Could you condense the paragraph in the text that begins "Fearing his prey may wiggle out" into one shorter sentence while keeping its main facts?

- **Text**:
start

Niggardly City nytimes.com;
Ever acerbic Maureen Dowd splits her column today, the first half is about some really strange PC semantic brohaha in local D.C. politics. But then it's her turn to go after the current dignified spectacle unfolding before us.
"Niggardly" has a lot of resonance in Washington these days. Despite a moving plea from Dale Bumpers and a biblical lecture by Lawton Chiles's daughter, at a memorial service for the late Florida Governor and Senator, Republicans and Ken Starr are showing no mercy. Minginess and small-mindedness are rampant.
The senators banned laptops from the floor, fearing it would hurt decorum, but now they're eager to ponder Monica's gifts.
Fearing his prey may wiggle out of the trap with a Senate acquittal, the independent counsel is mulling bringing criminal charges against Mr. Clinton while he's in office. According to The Times's Don Van Natta Jr., Mr. Starr has concluded he has constitutional authority to indict Mr. Clinton before his term ends.
This is all about ego, vengefulness and arrogance. The public is begging for release from Monica madness, but all Ken Starr and the Republican House managers want is to save their own heartless faces.

end

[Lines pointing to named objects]
start

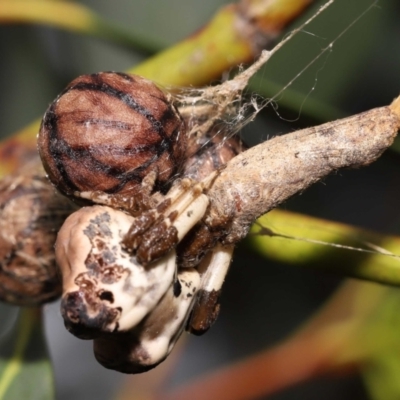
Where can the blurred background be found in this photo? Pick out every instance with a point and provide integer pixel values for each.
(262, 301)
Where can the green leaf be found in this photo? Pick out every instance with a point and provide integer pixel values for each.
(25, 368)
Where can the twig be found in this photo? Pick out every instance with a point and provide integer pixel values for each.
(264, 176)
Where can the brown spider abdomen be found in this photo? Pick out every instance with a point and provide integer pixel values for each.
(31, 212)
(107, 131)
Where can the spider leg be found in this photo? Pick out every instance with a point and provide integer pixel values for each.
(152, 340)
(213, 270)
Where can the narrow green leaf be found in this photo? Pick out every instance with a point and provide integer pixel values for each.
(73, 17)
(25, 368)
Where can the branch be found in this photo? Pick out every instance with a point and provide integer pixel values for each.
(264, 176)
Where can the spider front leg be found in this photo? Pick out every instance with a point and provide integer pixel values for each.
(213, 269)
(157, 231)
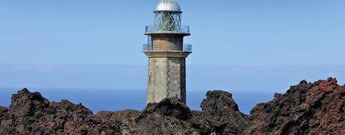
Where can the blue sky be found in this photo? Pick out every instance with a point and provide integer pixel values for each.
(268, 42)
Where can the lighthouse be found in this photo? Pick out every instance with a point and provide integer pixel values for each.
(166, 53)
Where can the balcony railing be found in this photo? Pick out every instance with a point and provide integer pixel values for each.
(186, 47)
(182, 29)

end

- **Full response**: Worried that a Senate acquittal might free Mr. Clinton, independent counsel Ken Starr is weighing criminal charges against him while he is in office, and The Times's Don Van Natta Jr. reports that Starr believes he has constitutional authority to indict before the term ends.